── DATOS PROPORCIONADOS ──
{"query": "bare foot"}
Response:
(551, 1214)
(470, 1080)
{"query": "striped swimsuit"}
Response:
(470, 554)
───
Imprime otra vez todas las filas de arriba, idénticas y sin cambiar un solo carácter.

{"query": "bare foot"}
Response:
(551, 1214)
(470, 1080)
{"query": "striped swimsuit"}
Response:
(470, 554)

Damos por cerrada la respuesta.